### INPUT DATA ###
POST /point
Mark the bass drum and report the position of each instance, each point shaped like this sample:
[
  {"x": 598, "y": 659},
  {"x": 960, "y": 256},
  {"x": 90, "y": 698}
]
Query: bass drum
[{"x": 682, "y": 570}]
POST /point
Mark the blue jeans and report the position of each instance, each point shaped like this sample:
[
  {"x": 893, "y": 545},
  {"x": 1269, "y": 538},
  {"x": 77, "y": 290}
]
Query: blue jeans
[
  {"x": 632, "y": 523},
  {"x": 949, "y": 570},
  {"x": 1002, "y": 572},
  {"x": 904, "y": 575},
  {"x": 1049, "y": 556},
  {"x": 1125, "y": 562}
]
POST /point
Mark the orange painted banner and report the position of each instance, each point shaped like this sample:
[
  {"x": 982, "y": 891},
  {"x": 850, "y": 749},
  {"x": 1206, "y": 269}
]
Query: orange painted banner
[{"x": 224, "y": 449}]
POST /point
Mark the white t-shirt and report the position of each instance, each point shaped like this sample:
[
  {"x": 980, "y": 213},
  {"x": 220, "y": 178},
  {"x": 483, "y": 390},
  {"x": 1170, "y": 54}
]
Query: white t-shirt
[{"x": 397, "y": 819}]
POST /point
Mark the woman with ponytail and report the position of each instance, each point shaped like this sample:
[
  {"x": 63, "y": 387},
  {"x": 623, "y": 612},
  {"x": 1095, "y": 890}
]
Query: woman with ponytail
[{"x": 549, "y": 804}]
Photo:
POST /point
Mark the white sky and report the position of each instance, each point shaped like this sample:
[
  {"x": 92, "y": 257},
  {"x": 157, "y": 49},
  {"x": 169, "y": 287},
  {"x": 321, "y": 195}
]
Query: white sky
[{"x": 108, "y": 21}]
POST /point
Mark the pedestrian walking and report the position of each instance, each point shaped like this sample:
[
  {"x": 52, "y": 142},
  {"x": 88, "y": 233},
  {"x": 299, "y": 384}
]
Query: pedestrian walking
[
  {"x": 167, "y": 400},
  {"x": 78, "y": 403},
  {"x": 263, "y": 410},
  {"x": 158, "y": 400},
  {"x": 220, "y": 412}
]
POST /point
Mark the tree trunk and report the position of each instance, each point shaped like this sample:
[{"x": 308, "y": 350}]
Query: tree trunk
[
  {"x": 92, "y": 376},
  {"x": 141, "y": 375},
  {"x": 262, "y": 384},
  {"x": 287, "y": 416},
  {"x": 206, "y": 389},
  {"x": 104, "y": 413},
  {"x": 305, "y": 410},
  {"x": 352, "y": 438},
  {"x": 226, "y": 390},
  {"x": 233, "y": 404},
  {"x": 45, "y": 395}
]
###
> _REQUIREMENTS_:
Retype each record exactly, leaving nothing out.

> _RESULT FOR THIS EXERCISE_:
POST /point
Mark the bass drum and report the position of each instance, each point shaped like this sample:
[
  {"x": 598, "y": 659},
  {"x": 960, "y": 256},
  {"x": 90, "y": 698}
]
Query: bass drum
[{"x": 682, "y": 570}]
POST /point
Mark the blue jeans and report the position of each instance, each point shaped like this sample:
[
  {"x": 893, "y": 545},
  {"x": 1269, "y": 538},
  {"x": 77, "y": 290}
]
Query: blue jeans
[
  {"x": 632, "y": 523},
  {"x": 949, "y": 570},
  {"x": 1002, "y": 572},
  {"x": 904, "y": 575},
  {"x": 1049, "y": 556},
  {"x": 1125, "y": 562}
]
POST /point
Mark the orange painted banner and report the position of each instance, each point shaped like this sample:
[
  {"x": 982, "y": 891},
  {"x": 850, "y": 749},
  {"x": 1206, "y": 269}
]
Query: orange painted banner
[{"x": 224, "y": 449}]
POST /point
Mark the white t-shirt and report the position of each instance, each point shaped like this sample:
[
  {"x": 980, "y": 213},
  {"x": 220, "y": 178},
  {"x": 483, "y": 390},
  {"x": 1170, "y": 54}
]
Query: white t-shirt
[{"x": 397, "y": 819}]
POST /point
Mark the woman with ponytail and report the position of each instance, each point shaped like this sample:
[
  {"x": 63, "y": 387},
  {"x": 623, "y": 612},
  {"x": 1095, "y": 890}
]
Query: woman with ponytail
[{"x": 549, "y": 804}]
Photo:
POST /point
Mark the white sky and report the position of each instance, each point shaped like this sample:
[
  {"x": 92, "y": 257},
  {"x": 157, "y": 49},
  {"x": 169, "y": 287},
  {"x": 321, "y": 195}
]
Query: white sky
[{"x": 108, "y": 21}]
POST /point
Mark the pedestrian walking and report the position of each instance, each point shaped like this sample:
[
  {"x": 52, "y": 142},
  {"x": 88, "y": 233},
  {"x": 299, "y": 384}
]
Query: pedestrian walking
[
  {"x": 167, "y": 400},
  {"x": 78, "y": 403},
  {"x": 263, "y": 410},
  {"x": 158, "y": 400},
  {"x": 220, "y": 412}
]
POST /point
Mark the tree trunk and report the position of each instance, each point shaped like this sample:
[{"x": 308, "y": 350}]
Query: tree trunk
[
  {"x": 92, "y": 376},
  {"x": 141, "y": 375},
  {"x": 262, "y": 384},
  {"x": 287, "y": 416},
  {"x": 206, "y": 389},
  {"x": 104, "y": 413},
  {"x": 305, "y": 410},
  {"x": 352, "y": 438},
  {"x": 226, "y": 390},
  {"x": 233, "y": 404},
  {"x": 45, "y": 395}
]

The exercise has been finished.